# DESCRIPTION OF THE TASK:
What you return must match the records exactly, except that the pictures are gone.

Natural-language object grounding data

☆ ☆ ☆ ☆

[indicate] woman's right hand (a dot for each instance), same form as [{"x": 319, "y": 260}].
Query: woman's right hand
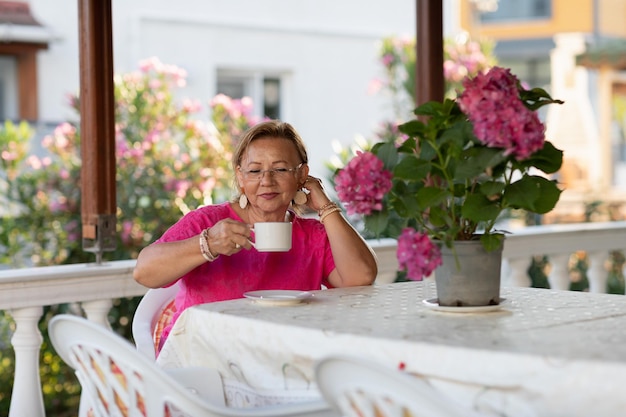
[{"x": 229, "y": 236}]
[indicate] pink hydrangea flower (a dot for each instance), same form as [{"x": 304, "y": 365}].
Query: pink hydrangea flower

☆ ☆ ☆ ☆

# RESPONSE TO THIS TASK:
[indicate] woman's right hand (a dot for each instance), same form as [{"x": 319, "y": 260}].
Query: woman's right hand
[{"x": 229, "y": 236}]
[indicate] pink hydrangea flower (a dot for each instance), same form as [{"x": 304, "y": 365}].
Query: pink hydrangea flower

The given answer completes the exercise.